__TASKS TO COMPLETE__
1. In the silver wax thread, which two products does dooka say work very well for silver?
2. Rewrite the stretch of the silver wax thread from "## dooka (Apr" through "(Apr 3, 2009)", changing "Saxo" to "Corsa".
3. Please carry the silver wax thread on from the point where it stops.

__SELECTED EXTRACT__

# wax for silver



## Josh89 (Apr 14, 2011)

what wax do people recomend for silver paint.... my freind recently clayed my car and done the full works like??? its been a couple of monthes,and we put two layers of wax on. will the wax still be on the car...... i have only used dodo juice wax safe shampoo to clean the car


----------



## wja96 (Mar 4, 2010)

What effect do you want?

If you want a shallow, mirror, finish with good reflections then use a good sealant. If you want a deep shine that isn't necessarily reflective then go for a good wax.

Pretty much anything is good these days.


----------



## dooka (Apr 28, 2006)

For Silver I find Jeffs Acrylic Jett and Dodo Diamond White work very well..

Check this little Silver Saxo out to see


----------



## jackmontandon (Apr 3, 2009)

i use dodo juice supernatural on mine  get a sample pot you can do your car a good 2 / 3 times with one


----------



## DAZTTC (May 20, 2005)

Dodo Diamond White [smiley=thumbsup.gif]


----------



## Kanikuman (May 13, 2010)

I use Dodo Juice Supernatural and top up the finish with Dodo Juice Red Mist Tropical (not straight afterwards!). Both create fantastic reflections, beading and really make metallic paint sparkle. This is my QS after having a coat of Red Mist, as it was waxed only the previous week and therefore not required.


----------



## Josh89 (Apr 14, 2011)

thaks for advice evryone.im so lost with detailing,i have got loads to learn....does anyone no of any good and reliable websites.... ?


----------



## Josh89 (Apr 14, 2011)

Kanikuman said:


> I use Dodo Juice Supernatural and top up the finish with Dodo Juice Red Mist Tropical (not straight afterwards!). Both create fantastic reflections, beading and really make metallic paint sparkle. This is my QS after having a coat of Red Mist, as it was waxed only the previous week and therefore not required.

__COLLECTED MATERIAL__

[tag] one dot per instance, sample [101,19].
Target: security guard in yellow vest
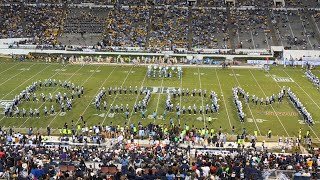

__RESULTS FOR EACH TASK__
1. Jeffs Acrylic Jett and Dodo Diamond White.

2.
## dooka (Apr 28, 2006)

For Silver I find Jeffs Acrylic Jett and Dodo Diamond White work very well..

Check this little Silver Corsa out to see


----------



## jackmontandon (Apr 3, 2009)

3.
 how often do you top up....its been 2months and about 8 washes .............nice finish by the way


----------



## Kanikuman (May 13, 2010)

I like to wax the car once a month (just one coat), then weather permitting, give it a coat of Red Mist Tropical the following day. From then on I just wash and Red Mist until the next wax.


----------



## spookone (Oct 24, 2010)

Kanikuman said:


> I use Dodo Juice Supernatural and top up the finish with Dodo Juice Red Mist Tropical (not straight afterwards!). Both create fantastic reflections, beading and really make metallic paint sparkle. This is my QS after having a coat of Red Mist, as it was waxed only the previous week and therefore not required.


Now thats nice


----------



## Robtur (Jul 6, 2009)

On silver i used to use Zaino Z2 topped with Dodo Juice Supernatural and the finish was fantastic


----------



## forest (Mar 17, 2009)

Josh89 said:


> thaks for advice evryone.im so lost with detailing,i have got loads to learn....does anyone no of any good and reliable websites.... ?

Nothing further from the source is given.